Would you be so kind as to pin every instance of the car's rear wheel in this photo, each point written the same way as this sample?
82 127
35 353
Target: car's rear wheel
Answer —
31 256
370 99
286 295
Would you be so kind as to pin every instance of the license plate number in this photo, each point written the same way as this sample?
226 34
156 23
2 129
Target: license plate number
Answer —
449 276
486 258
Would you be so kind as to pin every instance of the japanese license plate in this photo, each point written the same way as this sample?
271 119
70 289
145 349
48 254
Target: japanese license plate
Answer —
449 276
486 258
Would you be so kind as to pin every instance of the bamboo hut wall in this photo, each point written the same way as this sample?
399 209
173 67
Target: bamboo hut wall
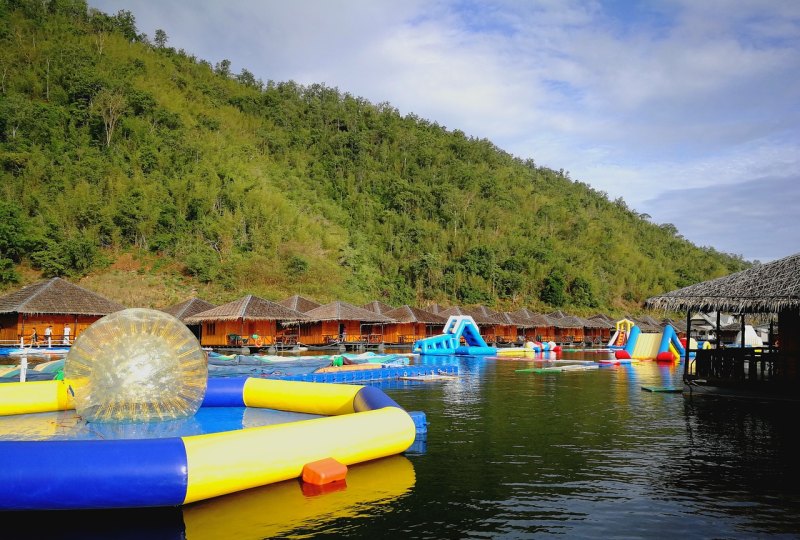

____________

== Work instruction ==
Gather from the data above every line with the string "rear".

== Output below ==
Would you be so kind as to pin every instance of the car's rear wheel in this photo, each point written the same way as this sample?
Target: car's rear wheel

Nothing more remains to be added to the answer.